Every line from the line containing "Task: locate the closed" through the final line below is to be repeated exactly; no other line is.
====== Task input ======
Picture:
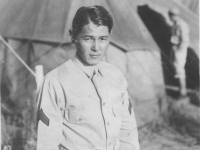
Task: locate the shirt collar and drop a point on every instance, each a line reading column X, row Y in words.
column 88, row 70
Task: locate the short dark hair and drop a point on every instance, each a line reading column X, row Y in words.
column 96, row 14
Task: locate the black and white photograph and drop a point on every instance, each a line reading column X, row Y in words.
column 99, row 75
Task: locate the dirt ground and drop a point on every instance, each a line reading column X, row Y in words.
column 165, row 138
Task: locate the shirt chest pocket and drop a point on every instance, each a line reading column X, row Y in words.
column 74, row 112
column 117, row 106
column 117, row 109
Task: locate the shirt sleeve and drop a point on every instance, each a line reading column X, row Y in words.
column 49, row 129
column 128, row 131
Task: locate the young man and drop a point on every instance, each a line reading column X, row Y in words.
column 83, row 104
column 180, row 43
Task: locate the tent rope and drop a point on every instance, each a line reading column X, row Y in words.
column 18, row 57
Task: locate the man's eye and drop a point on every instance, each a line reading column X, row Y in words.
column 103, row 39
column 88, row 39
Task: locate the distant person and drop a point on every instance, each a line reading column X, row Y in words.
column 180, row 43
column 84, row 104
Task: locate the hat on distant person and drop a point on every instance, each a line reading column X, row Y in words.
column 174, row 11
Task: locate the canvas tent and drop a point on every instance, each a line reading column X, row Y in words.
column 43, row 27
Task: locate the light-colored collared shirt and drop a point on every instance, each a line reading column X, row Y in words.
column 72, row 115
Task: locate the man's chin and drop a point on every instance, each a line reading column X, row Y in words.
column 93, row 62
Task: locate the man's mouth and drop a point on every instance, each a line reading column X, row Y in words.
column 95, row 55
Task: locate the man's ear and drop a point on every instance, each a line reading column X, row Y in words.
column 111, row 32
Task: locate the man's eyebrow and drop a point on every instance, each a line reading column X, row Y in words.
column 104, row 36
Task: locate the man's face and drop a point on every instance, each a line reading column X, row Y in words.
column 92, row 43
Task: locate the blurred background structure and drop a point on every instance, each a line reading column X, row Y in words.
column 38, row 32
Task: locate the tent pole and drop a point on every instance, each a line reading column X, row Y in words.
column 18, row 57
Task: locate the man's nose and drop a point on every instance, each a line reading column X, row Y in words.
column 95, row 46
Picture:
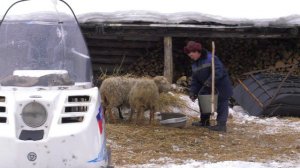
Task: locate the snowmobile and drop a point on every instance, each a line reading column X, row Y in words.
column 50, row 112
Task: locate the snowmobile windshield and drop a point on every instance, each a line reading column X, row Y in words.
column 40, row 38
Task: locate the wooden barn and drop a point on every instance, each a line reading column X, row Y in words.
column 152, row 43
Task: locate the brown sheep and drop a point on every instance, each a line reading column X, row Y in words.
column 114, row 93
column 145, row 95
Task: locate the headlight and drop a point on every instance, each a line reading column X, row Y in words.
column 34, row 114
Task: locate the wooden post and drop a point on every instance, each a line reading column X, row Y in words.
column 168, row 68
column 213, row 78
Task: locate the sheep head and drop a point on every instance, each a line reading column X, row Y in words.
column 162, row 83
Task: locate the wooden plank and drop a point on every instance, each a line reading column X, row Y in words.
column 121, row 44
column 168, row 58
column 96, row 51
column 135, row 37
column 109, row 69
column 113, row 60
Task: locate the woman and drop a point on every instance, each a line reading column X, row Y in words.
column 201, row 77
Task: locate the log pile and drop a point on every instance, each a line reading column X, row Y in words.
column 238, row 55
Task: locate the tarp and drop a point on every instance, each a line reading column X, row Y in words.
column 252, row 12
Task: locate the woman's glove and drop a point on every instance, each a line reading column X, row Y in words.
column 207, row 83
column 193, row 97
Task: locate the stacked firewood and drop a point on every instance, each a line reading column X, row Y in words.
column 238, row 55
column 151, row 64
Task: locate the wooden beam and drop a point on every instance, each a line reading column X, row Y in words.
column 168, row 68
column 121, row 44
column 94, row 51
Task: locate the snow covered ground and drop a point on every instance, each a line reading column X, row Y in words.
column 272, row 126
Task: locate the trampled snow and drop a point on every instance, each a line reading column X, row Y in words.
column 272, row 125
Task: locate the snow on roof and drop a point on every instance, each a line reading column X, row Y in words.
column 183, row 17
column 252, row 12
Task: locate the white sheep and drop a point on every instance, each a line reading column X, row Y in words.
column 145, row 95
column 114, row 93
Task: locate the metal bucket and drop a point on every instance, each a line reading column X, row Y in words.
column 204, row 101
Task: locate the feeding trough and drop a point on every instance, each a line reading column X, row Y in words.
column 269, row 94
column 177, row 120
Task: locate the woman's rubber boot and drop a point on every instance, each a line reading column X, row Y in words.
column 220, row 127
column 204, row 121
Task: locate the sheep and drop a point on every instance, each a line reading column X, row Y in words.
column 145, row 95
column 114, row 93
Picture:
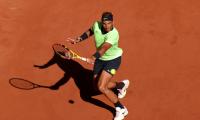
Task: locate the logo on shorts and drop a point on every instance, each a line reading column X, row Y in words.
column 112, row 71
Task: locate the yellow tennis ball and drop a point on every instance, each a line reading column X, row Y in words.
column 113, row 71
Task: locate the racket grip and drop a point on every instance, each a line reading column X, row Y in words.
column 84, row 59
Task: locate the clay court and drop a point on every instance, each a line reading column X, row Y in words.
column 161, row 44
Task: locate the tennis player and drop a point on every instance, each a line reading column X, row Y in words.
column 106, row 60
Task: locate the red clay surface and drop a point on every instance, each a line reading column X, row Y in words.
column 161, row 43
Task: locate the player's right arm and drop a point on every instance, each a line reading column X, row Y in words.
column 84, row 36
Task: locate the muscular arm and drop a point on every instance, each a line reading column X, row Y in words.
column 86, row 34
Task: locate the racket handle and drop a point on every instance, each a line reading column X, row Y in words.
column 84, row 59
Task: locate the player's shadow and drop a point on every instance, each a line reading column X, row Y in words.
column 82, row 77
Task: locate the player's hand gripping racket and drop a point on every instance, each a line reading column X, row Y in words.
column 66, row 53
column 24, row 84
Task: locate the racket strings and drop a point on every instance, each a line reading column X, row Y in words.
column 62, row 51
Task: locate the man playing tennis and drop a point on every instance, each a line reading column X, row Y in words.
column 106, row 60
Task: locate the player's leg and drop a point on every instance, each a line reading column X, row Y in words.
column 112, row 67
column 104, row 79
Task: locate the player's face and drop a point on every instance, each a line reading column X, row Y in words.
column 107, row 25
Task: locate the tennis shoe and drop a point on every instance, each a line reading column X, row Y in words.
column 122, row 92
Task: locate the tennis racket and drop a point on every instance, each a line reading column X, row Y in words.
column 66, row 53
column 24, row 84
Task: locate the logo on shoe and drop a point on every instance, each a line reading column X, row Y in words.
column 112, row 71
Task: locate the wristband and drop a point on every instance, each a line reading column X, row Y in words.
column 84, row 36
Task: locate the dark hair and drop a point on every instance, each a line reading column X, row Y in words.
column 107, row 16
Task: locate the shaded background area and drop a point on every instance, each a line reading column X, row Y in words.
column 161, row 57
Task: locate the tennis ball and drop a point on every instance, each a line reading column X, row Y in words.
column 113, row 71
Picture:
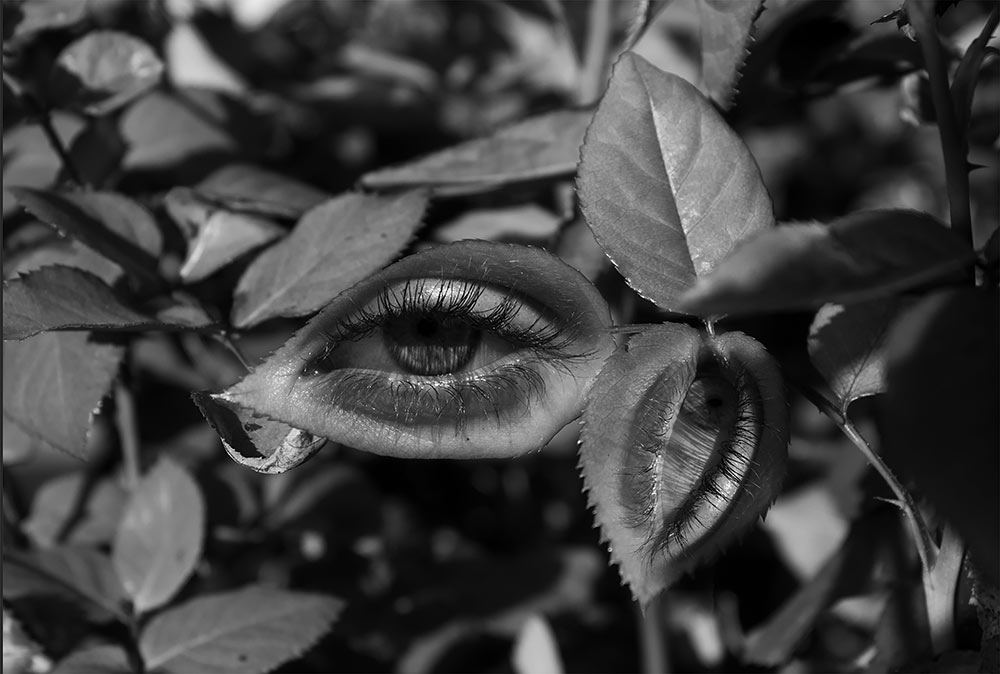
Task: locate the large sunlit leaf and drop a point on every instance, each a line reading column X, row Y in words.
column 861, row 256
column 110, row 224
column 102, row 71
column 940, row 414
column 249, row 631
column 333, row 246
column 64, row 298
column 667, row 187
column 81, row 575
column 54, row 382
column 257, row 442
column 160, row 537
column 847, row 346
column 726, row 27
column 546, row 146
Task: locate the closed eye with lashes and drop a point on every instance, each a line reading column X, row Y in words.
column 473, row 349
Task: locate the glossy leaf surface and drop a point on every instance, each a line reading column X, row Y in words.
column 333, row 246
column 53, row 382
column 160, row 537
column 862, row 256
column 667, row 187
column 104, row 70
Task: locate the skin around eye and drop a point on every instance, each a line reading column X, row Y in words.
======
[Solution for this exercise]
Task: locate the closed eye with lashes and drop a point on every instance, each a line reading column X, row Y in words.
column 473, row 349
Task: locate the glossy leaf surface and drop a point on every instance, each a line reading column X, row Y in words.
column 333, row 246
column 53, row 382
column 160, row 537
column 862, row 256
column 667, row 187
column 104, row 70
Task: locate the skin around eye and drop a point on every instance, each a line reading column X, row Y in words.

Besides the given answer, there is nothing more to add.